**Task statement:**
Set down again exactly the lines of the listing below that fall between the line holding "Target: fried shrimp" and the line holding "Target: crispy breadcrumb coating", inclusive.

**Input records:**
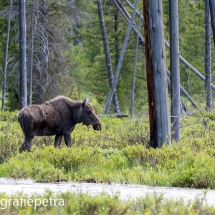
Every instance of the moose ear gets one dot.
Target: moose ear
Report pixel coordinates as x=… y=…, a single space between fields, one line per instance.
x=85 y=102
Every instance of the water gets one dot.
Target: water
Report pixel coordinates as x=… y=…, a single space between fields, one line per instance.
x=29 y=187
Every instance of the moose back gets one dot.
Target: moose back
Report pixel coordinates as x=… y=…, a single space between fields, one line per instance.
x=56 y=117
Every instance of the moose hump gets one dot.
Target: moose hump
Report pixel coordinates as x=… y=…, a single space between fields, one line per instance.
x=56 y=117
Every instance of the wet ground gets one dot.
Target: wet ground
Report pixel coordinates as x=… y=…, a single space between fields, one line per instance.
x=29 y=187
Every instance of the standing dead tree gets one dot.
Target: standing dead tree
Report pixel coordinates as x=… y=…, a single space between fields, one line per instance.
x=107 y=56
x=4 y=85
x=208 y=78
x=22 y=47
x=156 y=73
x=174 y=68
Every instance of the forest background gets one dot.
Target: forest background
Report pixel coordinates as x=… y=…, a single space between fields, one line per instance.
x=68 y=54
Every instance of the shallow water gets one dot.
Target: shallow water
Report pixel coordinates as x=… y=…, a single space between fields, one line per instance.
x=29 y=187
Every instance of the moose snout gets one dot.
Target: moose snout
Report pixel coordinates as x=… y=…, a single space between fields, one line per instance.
x=97 y=126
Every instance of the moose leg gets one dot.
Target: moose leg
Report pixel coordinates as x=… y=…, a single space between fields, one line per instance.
x=67 y=139
x=26 y=146
x=57 y=140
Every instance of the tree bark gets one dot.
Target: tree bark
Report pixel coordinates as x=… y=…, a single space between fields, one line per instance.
x=116 y=76
x=31 y=55
x=23 y=72
x=209 y=101
x=156 y=73
x=174 y=69
x=107 y=56
x=212 y=12
x=4 y=85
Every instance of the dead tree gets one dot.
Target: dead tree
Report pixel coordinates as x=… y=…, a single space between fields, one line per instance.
x=156 y=73
x=4 y=85
x=209 y=100
x=174 y=68
x=22 y=47
x=107 y=55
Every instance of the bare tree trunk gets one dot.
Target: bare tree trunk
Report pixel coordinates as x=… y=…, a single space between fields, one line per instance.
x=134 y=73
x=23 y=72
x=212 y=12
x=4 y=86
x=116 y=76
x=194 y=70
x=41 y=74
x=107 y=56
x=156 y=73
x=116 y=45
x=209 y=101
x=174 y=68
x=31 y=55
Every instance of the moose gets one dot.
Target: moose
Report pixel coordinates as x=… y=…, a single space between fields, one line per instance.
x=56 y=117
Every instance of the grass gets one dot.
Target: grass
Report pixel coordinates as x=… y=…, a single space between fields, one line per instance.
x=119 y=154
x=81 y=204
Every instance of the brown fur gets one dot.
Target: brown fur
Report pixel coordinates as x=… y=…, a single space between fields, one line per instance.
x=57 y=117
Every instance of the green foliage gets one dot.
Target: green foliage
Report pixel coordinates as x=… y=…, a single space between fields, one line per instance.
x=84 y=204
x=119 y=153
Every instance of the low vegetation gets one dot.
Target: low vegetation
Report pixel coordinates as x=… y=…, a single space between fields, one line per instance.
x=120 y=153
x=81 y=204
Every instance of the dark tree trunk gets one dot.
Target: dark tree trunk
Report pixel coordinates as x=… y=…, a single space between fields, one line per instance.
x=4 y=84
x=30 y=70
x=107 y=56
x=23 y=72
x=209 y=101
x=212 y=12
x=156 y=73
x=116 y=76
x=174 y=69
x=41 y=74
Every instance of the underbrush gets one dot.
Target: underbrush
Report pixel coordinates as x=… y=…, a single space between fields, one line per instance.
x=79 y=203
x=119 y=154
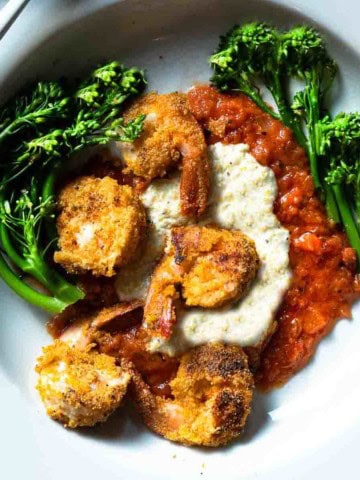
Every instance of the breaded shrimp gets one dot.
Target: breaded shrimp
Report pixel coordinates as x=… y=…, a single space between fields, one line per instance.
x=209 y=266
x=212 y=394
x=171 y=135
x=100 y=225
x=80 y=388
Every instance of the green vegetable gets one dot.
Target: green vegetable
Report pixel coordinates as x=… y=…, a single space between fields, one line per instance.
x=339 y=145
x=39 y=130
x=257 y=54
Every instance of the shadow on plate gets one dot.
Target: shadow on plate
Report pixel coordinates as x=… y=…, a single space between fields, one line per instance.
x=125 y=425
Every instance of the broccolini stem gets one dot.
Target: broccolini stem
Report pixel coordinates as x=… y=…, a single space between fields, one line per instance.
x=50 y=304
x=277 y=89
x=257 y=99
x=30 y=120
x=34 y=265
x=330 y=204
x=347 y=218
x=312 y=92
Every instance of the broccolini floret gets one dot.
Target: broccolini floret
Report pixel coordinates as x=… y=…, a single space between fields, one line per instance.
x=39 y=130
x=254 y=54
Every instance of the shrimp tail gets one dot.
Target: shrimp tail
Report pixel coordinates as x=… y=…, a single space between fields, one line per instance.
x=194 y=185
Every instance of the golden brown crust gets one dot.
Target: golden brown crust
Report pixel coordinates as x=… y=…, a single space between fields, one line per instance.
x=212 y=394
x=100 y=225
x=80 y=387
x=210 y=266
x=171 y=134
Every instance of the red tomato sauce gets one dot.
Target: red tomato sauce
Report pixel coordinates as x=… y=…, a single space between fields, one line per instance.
x=324 y=283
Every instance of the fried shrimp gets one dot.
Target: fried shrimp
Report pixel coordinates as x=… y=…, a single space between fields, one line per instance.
x=211 y=398
x=171 y=135
x=209 y=266
x=80 y=388
x=100 y=225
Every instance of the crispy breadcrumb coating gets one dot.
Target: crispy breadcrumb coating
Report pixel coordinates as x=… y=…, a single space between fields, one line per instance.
x=212 y=394
x=100 y=225
x=209 y=266
x=80 y=388
x=171 y=135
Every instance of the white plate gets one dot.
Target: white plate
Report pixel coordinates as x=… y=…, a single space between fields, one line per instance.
x=308 y=429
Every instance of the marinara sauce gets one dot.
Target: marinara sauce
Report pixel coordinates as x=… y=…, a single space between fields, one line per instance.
x=324 y=282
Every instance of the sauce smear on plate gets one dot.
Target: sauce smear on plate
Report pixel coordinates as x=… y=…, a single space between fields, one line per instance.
x=324 y=283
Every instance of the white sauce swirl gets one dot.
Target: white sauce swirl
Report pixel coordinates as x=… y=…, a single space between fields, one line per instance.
x=243 y=193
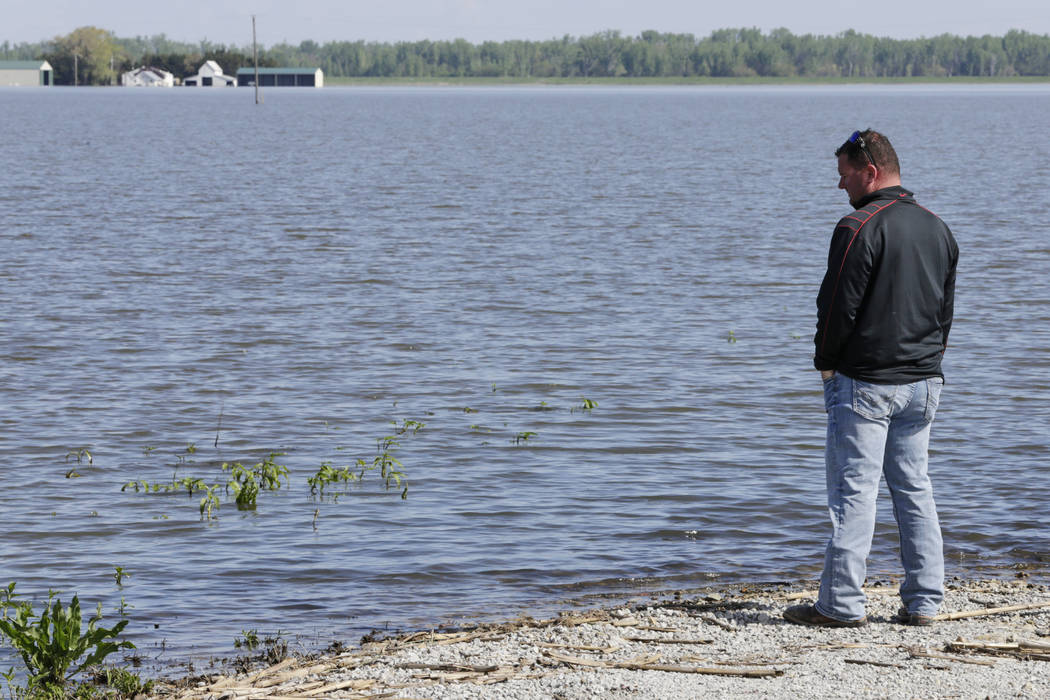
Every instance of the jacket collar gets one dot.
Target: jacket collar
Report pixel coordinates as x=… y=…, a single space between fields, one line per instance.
x=896 y=192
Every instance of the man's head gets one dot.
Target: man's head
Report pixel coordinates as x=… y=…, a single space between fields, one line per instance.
x=867 y=162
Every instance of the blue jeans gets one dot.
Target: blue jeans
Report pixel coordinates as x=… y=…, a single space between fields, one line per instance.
x=876 y=429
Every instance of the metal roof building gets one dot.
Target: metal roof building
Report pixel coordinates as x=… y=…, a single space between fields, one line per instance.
x=26 y=72
x=210 y=75
x=281 y=77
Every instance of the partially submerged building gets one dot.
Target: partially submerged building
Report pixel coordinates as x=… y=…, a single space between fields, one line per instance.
x=210 y=75
x=281 y=77
x=26 y=72
x=147 y=77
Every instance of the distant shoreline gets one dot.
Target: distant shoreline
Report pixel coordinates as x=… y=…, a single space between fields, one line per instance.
x=510 y=81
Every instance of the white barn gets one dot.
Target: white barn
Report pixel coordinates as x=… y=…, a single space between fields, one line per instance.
x=210 y=76
x=147 y=77
x=26 y=72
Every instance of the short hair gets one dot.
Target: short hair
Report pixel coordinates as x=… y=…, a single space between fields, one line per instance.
x=879 y=148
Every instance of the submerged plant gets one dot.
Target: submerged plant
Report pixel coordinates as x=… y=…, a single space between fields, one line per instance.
x=246 y=482
x=523 y=438
x=586 y=405
x=80 y=454
x=327 y=475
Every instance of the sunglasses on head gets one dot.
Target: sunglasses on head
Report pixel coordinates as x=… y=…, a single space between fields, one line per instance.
x=855 y=138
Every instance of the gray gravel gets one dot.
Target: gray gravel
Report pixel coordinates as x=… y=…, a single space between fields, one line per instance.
x=742 y=629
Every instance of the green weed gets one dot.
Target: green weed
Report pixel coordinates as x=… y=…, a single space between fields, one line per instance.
x=55 y=648
x=80 y=454
x=249 y=639
x=586 y=405
x=523 y=438
x=327 y=475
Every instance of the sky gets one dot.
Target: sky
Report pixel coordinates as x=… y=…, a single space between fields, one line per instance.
x=293 y=21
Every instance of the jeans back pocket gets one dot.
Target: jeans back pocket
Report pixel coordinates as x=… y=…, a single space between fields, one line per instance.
x=933 y=385
x=873 y=401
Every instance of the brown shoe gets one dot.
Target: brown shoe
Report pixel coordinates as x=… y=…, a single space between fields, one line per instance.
x=810 y=615
x=915 y=619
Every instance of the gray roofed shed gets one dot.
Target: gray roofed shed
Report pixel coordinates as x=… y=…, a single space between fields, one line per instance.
x=26 y=72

**Finished exercise:**
Target: fried shrimp
Report pixel coordinates as x=… y=…, a single space between fields, one line per instance.
x=211 y=398
x=171 y=135
x=209 y=266
x=80 y=388
x=100 y=225
Every instance of the crispy breadcrumb coating gets one dot.
Target: crispy breadcrumb coating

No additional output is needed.